* [Exercise requirements]: All of the data below is to be written out again exactly.

* [Exercise data]:
....
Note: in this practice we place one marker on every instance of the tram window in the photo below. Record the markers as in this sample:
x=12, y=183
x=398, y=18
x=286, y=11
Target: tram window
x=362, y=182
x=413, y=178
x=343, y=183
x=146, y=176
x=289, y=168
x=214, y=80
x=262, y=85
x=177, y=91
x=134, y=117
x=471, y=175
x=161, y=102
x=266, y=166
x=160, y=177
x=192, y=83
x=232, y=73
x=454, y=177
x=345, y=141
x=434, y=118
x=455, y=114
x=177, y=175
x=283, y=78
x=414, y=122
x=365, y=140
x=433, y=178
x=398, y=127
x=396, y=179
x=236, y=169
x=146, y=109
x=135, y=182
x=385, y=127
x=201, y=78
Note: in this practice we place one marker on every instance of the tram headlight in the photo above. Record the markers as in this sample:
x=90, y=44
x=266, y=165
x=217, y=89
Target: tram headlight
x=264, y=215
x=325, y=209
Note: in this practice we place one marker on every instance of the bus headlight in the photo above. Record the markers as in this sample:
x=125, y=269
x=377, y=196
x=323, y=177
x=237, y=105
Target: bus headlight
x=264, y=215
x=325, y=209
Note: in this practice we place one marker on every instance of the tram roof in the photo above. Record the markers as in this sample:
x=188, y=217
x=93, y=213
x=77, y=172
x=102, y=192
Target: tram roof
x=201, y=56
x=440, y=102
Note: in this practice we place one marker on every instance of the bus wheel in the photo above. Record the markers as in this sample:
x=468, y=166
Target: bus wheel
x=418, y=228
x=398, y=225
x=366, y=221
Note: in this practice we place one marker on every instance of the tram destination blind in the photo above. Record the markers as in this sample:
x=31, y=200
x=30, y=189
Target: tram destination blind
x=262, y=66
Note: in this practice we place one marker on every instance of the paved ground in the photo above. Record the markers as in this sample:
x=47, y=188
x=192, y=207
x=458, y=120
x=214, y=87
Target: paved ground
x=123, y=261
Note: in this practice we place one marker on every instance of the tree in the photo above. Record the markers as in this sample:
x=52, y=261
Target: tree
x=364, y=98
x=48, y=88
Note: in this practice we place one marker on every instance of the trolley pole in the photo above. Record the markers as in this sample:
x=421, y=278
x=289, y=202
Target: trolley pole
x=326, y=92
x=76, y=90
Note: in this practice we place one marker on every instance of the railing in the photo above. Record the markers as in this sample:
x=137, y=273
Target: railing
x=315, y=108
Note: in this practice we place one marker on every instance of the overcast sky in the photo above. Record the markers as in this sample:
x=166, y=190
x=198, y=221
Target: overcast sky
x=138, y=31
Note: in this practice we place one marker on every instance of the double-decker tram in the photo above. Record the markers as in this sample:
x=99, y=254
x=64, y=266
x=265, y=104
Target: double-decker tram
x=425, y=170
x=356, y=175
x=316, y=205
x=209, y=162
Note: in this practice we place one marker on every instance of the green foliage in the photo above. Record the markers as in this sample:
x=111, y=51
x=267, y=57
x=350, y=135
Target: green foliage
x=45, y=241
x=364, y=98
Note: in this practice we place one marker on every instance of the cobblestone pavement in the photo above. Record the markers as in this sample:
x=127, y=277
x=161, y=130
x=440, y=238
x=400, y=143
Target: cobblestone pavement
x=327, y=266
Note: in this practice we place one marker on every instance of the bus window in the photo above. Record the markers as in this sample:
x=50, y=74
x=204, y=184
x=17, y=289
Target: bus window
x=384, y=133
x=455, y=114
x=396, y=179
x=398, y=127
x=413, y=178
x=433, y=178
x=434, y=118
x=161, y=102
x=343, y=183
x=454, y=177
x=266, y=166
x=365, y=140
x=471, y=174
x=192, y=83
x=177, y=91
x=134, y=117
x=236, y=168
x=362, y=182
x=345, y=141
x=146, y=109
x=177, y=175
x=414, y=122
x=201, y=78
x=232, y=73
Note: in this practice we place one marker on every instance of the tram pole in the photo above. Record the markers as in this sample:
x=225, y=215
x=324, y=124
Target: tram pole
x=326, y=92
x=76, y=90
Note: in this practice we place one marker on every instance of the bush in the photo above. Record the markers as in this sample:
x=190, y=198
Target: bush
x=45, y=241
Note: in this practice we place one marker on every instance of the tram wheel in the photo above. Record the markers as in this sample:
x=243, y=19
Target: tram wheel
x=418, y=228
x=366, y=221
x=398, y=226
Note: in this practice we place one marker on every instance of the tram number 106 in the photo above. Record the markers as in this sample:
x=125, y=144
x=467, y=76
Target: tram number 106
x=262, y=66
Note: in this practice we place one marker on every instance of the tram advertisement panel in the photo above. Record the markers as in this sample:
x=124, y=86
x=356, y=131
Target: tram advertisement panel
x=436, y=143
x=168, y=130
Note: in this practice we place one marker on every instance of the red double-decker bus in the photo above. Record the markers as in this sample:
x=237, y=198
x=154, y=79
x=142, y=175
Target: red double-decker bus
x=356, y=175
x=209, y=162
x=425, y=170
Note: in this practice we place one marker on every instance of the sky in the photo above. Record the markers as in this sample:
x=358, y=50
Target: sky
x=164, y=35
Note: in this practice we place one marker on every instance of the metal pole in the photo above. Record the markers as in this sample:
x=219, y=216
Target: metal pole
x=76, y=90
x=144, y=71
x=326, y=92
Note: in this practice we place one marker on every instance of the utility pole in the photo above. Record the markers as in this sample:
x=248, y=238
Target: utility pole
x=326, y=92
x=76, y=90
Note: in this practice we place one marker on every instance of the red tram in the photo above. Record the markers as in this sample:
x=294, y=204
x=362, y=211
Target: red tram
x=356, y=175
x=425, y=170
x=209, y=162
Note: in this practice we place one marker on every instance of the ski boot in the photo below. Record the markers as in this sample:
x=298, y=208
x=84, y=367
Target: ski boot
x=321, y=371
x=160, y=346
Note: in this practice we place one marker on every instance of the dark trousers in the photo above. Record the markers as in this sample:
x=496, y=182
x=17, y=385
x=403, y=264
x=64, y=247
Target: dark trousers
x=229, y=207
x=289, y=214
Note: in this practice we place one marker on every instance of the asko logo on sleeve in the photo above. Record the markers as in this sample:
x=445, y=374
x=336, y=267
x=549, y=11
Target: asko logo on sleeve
....
* [Result of the task]:
Note: in this practice we place one marker on every instance of the tram window in the photo below. Record the markers as in this sample:
x=12, y=183
x=398, y=18
x=286, y=11
Target: tram window
x=362, y=182
x=413, y=178
x=343, y=183
x=146, y=176
x=289, y=168
x=214, y=80
x=262, y=85
x=177, y=91
x=134, y=117
x=471, y=175
x=161, y=102
x=266, y=166
x=160, y=177
x=192, y=83
x=232, y=73
x=454, y=177
x=345, y=141
x=434, y=118
x=455, y=114
x=177, y=175
x=283, y=78
x=414, y=122
x=365, y=140
x=433, y=178
x=398, y=127
x=396, y=179
x=236, y=169
x=146, y=109
x=135, y=182
x=385, y=127
x=201, y=78
Note: in this practice we place one marker on every instance of the tram headlight in the photo above. Record the markers as in this sample:
x=90, y=44
x=266, y=165
x=217, y=89
Target: tram headlight
x=264, y=215
x=325, y=209
Note: in this practice we place one marker on every instance of the bus headlight in the photo above. Record the markers as in this sample:
x=125, y=269
x=377, y=196
x=323, y=177
x=237, y=105
Target: bus headlight
x=264, y=215
x=325, y=209
Note: in this practice we place one marker on every instance of the tram roof in the photo above. Record the markers as in this sample:
x=188, y=217
x=93, y=213
x=77, y=172
x=102, y=192
Target: tram roof
x=201, y=56
x=440, y=102
Note: in this practice we place one marker on every instance of the bus wheel in the photo above. Record the markers as in this sample:
x=468, y=166
Target: bus wheel
x=418, y=228
x=398, y=225
x=366, y=221
Note: in this practice we place one marker on every instance of the tram destination blind in the photo above. Record the markers as in this sample:
x=31, y=200
x=30, y=189
Target: tram destination blind
x=262, y=66
Note: in this practice we place one marker on every instance of the paved ground in the photo above. Record the markers as in this sample:
x=47, y=188
x=192, y=207
x=458, y=120
x=214, y=87
Target: paved ground
x=123, y=261
Note: in this practice we place one marker on every instance of the tree in the photo above. Record the markers as in this sample:
x=52, y=261
Target: tree
x=364, y=98
x=48, y=88
Note: in this practice we place one marker on every instance of the trolley pole in the photo above. Record the markers as in this sample:
x=421, y=278
x=289, y=202
Target: trolley pole
x=326, y=92
x=76, y=90
Note: in this practice we place one marker on every instance of the railing in the photo above. Record the markers as in this sample:
x=137, y=273
Target: railing
x=315, y=108
Note: in this practice we place one marker on every instance of the overcast sky in the photo above. Record the markers as in this sample:
x=166, y=190
x=198, y=221
Target: overcast sky
x=138, y=31
Note: in this practice we place one marker on every instance of the double-decker tram in the photo above. Record the markers as in this sample:
x=99, y=254
x=64, y=266
x=265, y=104
Target: double-decker tram
x=425, y=170
x=356, y=175
x=316, y=205
x=209, y=162
Note: in this practice we place one marker on every instance of the green foliage in the photo above. Record the markers as in this sample:
x=111, y=51
x=267, y=57
x=350, y=135
Target: green foliage
x=45, y=241
x=364, y=98
Note: in this practice we place one marker on every instance of the cobblestone pavement in the photo above. Record the markers as in this sample:
x=127, y=277
x=161, y=130
x=440, y=238
x=400, y=143
Target: cobblestone pavement
x=327, y=266
Note: in this practice we place one marker on every instance of the bus window in the photo above. Record the markers as in this sample:
x=50, y=74
x=204, y=184
x=17, y=289
Target: bus window
x=384, y=133
x=455, y=114
x=396, y=179
x=398, y=127
x=413, y=178
x=433, y=178
x=434, y=118
x=161, y=102
x=343, y=183
x=454, y=177
x=266, y=166
x=365, y=140
x=471, y=174
x=192, y=83
x=177, y=91
x=134, y=117
x=236, y=168
x=362, y=182
x=345, y=141
x=146, y=109
x=177, y=175
x=414, y=122
x=201, y=78
x=232, y=73
Note: in this practice we place one marker on every instance of the tram pole in the photo above. Record the markers as in this sample:
x=225, y=215
x=324, y=124
Target: tram pole
x=326, y=92
x=76, y=90
Note: in this practice we place one marker on every instance of the bush in the photo above. Record the markers as in this sample:
x=190, y=198
Target: bush
x=45, y=241
Note: in this practice we place one marker on every instance of the tram wheel in the photo above. Record the markers as in this sample:
x=243, y=19
Target: tram wheel
x=418, y=228
x=366, y=221
x=398, y=226
Note: in this practice we place one marker on every instance of the tram number 106 in the photo above. Record the markers as in this sample:
x=125, y=144
x=467, y=76
Target: tram number 106
x=262, y=66
Note: in this practice we place one marker on every instance of the tram advertisement panel in the photo above. Record the markers as in this sample:
x=124, y=86
x=356, y=131
Target: tram advertisement panel
x=436, y=143
x=168, y=130
Note: in this practice we place one marker on every instance of the red double-decker bus in the photo above. Record the markers as in this sample:
x=237, y=198
x=154, y=79
x=142, y=175
Target: red double-decker bus
x=356, y=175
x=209, y=162
x=425, y=170
Note: in this practice we place one marker on every instance of the sky in the photo above. Record the markers as in this sample:
x=358, y=50
Target: sky
x=164, y=35
Note: in this practice we place one marker on every instance of the metal pole in the photo above. Record the markers as in this sample:
x=219, y=216
Target: metal pole
x=76, y=90
x=144, y=71
x=326, y=92
Note: in this practice we place one marker on every instance of the utility pole in the photo above. Record the markers as in this sample:
x=248, y=238
Target: utility pole
x=326, y=92
x=76, y=90
Note: in this practice we place one marker on every instance of the red tram in the photo above. Record the markers as in this sample:
x=294, y=204
x=362, y=211
Target: red tram
x=356, y=175
x=425, y=170
x=209, y=162
Note: in this practice we place one marker on every instance of the ski boot in the photo below. Record the markers as in this sample:
x=298, y=208
x=84, y=367
Target: ski boot
x=321, y=371
x=160, y=346
Note: in this practice we place one marker on every instance of the dark trousers in the photo above. Record the markers as in this sample:
x=496, y=182
x=17, y=385
x=403, y=264
x=64, y=247
Target: dark trousers
x=229, y=207
x=289, y=214
Note: in this practice we place one marker on every instance of the asko logo on sleeve in the photo above. Record the markers as in this sample:
x=445, y=374
x=336, y=267
x=549, y=11
Target: asko logo on sleeve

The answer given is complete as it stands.